阅读材料:
::::::::

Redis 基础的数据结构

2019-02-16 redis cache Word Count: 2642 words Read Time: 6 minutes

An introduction to Redis data types and abstractions

Redis 的丰富的 data structrues:

Binary-safe strings 二进制安全的字符串
list 列表 sorted by insertion
Set 集合 unique & unsort
Hash 哈希表键值的映射类似Ruby or Python 的hash
Bit array(or simply bitmaps): 就是二进制位数组
Streams: 就是一个类似一个只允许后插入的一个map 实体(entries)集合?

Redis 的Key

redis 的键是一个二进制安全的字符串. 所以可以用string 甚至于JPEG 图片的content , empty string 也是有效的几条关于 key 的rules:

太长的 key 不好, 1024 byte 以上应该就是不仅仅是对于内存的影响, 并且在数据集里面查找键也是会有高昂的花费. 如果有太长的key 可以考虑hash(sha1)
太短了也不好. 这个主要就是关于可读性(readable)
尝试坚持使用 schema(摘要):For instance “object-type:id” is a good idea, as in “user:1000”. Dots or dashes are often used for multi-word fields, as in “comment🔢reply.to” or “comment🔢reply-to”.
key的最大程度512M

Redis Strings

redis 的string 是能和Redis 的key 关联的最简单的类型. 顺便提了一下 Memcached, String 是前者里面唯一的data type.

string value 也不能超过 512MB

set key val  [xx(exsist)|nx(not exsist)]

incr counter 

incrby counter 50

INCE 和 DECR 都是原子(atomic)操作

GETSET set a keys a new value and return old one

mset a 1 b 1 c 3
mget a b (return array) 
(mutil operate keys commnad can reduced latency )

del ke
exists key
type key

Redis expires: keys with limited time to live

一些关于 Redis 过期的 quick info

expires 可以试着两种精度秒级和毫秒级.

::::::::

所给信息:

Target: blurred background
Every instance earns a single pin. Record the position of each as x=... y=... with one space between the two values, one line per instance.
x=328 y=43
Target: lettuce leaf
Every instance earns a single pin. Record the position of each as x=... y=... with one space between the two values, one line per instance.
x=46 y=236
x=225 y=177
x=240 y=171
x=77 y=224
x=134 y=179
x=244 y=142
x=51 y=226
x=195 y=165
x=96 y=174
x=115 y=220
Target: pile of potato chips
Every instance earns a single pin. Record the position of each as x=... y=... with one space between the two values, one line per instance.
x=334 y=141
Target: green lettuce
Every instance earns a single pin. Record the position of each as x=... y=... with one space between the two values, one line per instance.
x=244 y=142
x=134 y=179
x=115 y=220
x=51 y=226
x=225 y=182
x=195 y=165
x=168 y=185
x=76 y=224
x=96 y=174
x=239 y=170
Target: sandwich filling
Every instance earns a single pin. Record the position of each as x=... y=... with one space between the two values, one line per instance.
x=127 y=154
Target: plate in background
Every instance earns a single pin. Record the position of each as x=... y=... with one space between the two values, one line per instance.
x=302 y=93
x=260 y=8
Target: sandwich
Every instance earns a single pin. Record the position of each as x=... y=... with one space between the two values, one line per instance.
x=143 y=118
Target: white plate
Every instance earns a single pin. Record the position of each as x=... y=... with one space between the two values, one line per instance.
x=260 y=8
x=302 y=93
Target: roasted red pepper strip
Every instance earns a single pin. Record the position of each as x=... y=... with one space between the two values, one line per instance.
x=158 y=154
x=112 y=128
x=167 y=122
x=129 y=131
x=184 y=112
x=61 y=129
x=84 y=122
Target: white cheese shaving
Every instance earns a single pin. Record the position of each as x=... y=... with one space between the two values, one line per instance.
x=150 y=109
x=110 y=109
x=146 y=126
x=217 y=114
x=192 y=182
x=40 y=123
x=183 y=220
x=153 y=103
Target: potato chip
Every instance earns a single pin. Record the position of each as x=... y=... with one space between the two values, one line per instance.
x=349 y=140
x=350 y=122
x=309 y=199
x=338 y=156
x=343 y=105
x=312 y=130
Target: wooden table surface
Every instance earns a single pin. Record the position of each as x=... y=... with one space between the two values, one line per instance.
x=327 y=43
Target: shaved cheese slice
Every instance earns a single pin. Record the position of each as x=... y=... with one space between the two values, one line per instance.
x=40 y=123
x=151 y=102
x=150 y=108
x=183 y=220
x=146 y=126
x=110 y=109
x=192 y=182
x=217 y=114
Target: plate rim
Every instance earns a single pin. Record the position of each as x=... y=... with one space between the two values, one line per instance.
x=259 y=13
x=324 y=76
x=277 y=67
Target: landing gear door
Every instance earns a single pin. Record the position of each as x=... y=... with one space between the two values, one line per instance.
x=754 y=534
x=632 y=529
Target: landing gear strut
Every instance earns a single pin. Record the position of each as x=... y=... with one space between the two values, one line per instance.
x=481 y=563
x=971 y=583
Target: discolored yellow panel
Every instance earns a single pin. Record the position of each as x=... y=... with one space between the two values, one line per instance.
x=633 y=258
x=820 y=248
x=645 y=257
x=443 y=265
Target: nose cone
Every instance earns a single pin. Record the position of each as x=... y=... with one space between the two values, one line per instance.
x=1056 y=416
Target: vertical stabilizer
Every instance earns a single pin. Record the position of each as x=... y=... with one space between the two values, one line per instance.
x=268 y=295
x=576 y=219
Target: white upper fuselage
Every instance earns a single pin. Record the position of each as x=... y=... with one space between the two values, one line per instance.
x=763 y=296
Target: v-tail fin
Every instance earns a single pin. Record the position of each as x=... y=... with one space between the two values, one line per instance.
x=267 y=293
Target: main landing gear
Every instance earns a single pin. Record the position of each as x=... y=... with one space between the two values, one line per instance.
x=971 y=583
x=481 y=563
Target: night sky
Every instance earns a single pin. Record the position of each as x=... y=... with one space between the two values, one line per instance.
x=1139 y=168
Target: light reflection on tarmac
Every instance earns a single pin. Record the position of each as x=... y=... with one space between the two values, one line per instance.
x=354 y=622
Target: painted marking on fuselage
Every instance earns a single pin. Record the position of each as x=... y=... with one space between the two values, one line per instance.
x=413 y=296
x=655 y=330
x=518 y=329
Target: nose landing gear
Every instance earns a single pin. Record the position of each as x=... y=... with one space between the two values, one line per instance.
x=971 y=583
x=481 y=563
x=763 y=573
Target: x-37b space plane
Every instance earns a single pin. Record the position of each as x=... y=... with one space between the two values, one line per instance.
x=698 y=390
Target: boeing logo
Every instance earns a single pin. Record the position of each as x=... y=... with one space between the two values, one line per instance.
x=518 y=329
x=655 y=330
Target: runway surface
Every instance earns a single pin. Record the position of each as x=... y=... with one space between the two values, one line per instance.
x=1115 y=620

::::::::

待完成任务:
**A.** 请把 Redis 文章中从“太长的 key 不好, 1024”开始、一直到“String 是前者里面唯一的data type.”为止的部分重写一遍，并把其中的“可读性”改为“易读性”。
**B.** 请把记录中从含有“Target: landing gear door”的那一行开始、一直到含有“x=763 y=296”的那一行为止的各行排成 Markdown 表格，设“序号”和“行内容”两列，空行略去不录。
Redis 文章与记录彼此独立，互不相关。

最终结果:
**A.**
太长的 key 不好, 1024 byte 以上应该就是不仅仅是对于内存的影响, 并且在数据集里面查找键也是会有高昂的花费. 如果有太长的key 可以考虑hash(sha1)
太短了也不好. 这个主要就是关于易读性(readable)
尝试坚持使用 schema(摘要):For instance “object-type:id” is a good idea, as in “user:1000”. Dots or dashes are often used for multi-word fields, as in “comment🔢reply.to” or “comment🔢reply-to”.
key的最大程度512M

Redis Strings

redis 的string 是能和Redis 的key 关联的最简单的类型. 顺便提了一下 Memcached, String 是前者里面唯一的data type.

**B.**
| 序号 | 行内容 |
|---|---|
| 1 | Target: landing gear door |
| 2 | Every instance earns a single pin. Record the position of each as x=... y=... with one space between the two values, one line per instance. |
| 3 | x=754 y=534 |
| 4 | x=632 y=529 |
| 5 | Target: landing gear strut |
| 6 | Every instance earns a single pin. Record the position of each as x=... y=... with one space between the two values, one line per instance. |
| 7 | x=481 y=563 |
| 8 | x=971 y=583 |
| 9 | Target: discolored yellow panel |
| 10 | Every instance earns a single pin. Record the position of each as x=... y=... with one space between the two values, one line per instance. |
| 11 | x=633 y=258 |
| 12 | x=820 y=248 |
| 13 | x=645 y=257 |
| 14 | x=443 y=265 |
| 15 | Target: nose cone |
| 16 | Every instance earns a single pin. Record the position of each as x=... y=... with one space between the two values, one line per instance. |
| 17 | x=1056 y=416 |
| 18 | Target: vertical stabilizer |
| 19 | Every instance earns a single pin. Record the position of each as x=... y=... with one space between the two values, one line per instance. |
| 20 | x=268 y=295 |
| 21 | x=576 y=219 |
| 22 | Target: white upper fuselage |
| 23 | Every instance earns a single pin. Record the position of each as x=... y=... with one space between the two values, one line per instance. |
| 24 | x=763 y=296 |